0 0
Read Time:6 Minute, 57 Second

12 Eylül 1980, genel anlamıyla ülkede bu tarihi duyan insanlar korkarak ve tedirginlikle bahsederler bu tarihten. Çünkü bu tarih ve bu tarihten itibaren halkımız korku, şiddet, baskı ve sindirme politikasıyla bu günlere gelmiştir.12 Eylül'ün tabiî ki hala yaraları sarılmamıştır. Halka bu darbeyi yapanlar hala cezalandırılmamış sanki inadına ve çok büyük küstahlıkla daha iyi mevkilerde göbek büyütmelerine izin verilmiştir. Aslında bu pekte sıra dışı bir şey değildir. Zaten halka bu zulüm'ü yapanlar Türkiye egemenleri değil midir?

• [Veri Bölümü]
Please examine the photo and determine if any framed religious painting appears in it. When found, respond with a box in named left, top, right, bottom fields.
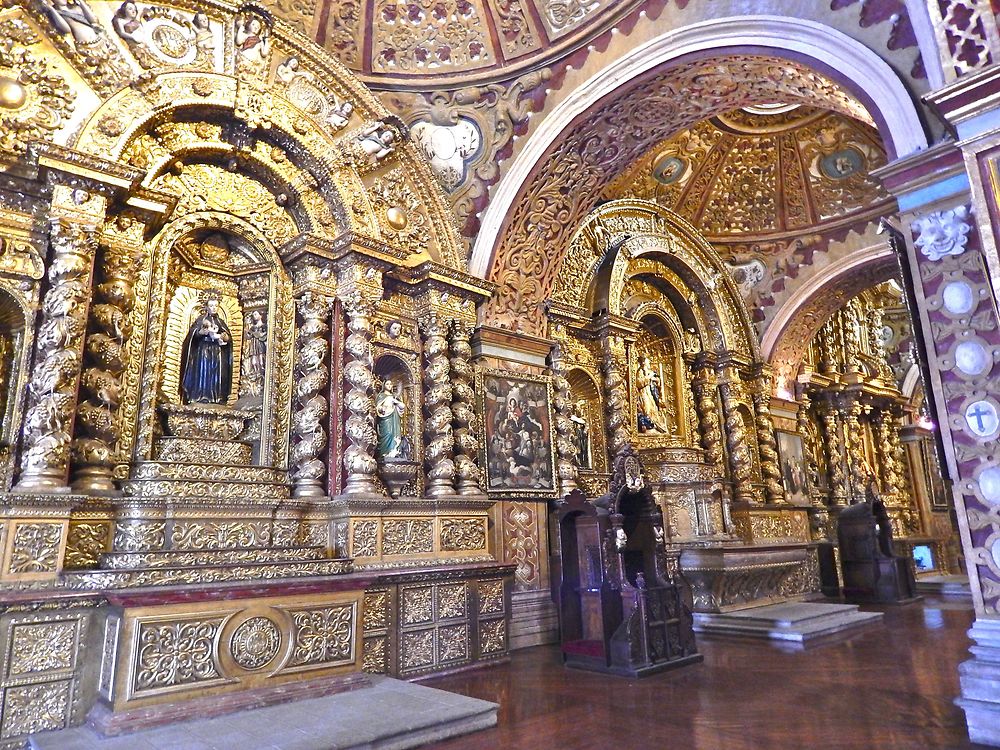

• [Görevler]
(1) Aşağıdaki ifadelerin 12 Eylül metniyle uyuşup uyuşmadığını evet veya hayır diyerek belirtiniz ve her yanıtı metinden aynen alıntılanan belirleyici sözlerle destekleyiniz. (a) Darbeyi yapanlar cezalandırılmıştır. (b) 12 Eylül'ün yaraları hâlâ sarılmamıştır. (c) Metin bu durumu sıra dışı bir şey olarak görür.
(2) 12 Eylül metnine göre ülkede bu tarihi duyan insanlar ondan nasıl bahseder?
(3) 12 Eylül metninde halkın bu günlere hangi politikayla geldiği anlatılırken sayılan kavramların hepsini sıralayınız.

• [Görev Yanıtları]
(1)
(a) Hayır: "Halka bu darbeyi yapanlar hala cezalandırılmamış"
(b) Evet: "12 Eylül'ün tabiî ki hala yaraları sarılmamıştır."
(c) Hayır: "Aslında bu pekte sıra dışı bir şey değildir."

(2) Korkarak ve tedirginlikle bahsederler.

(3) Korku, şiddet, baskı, sindirme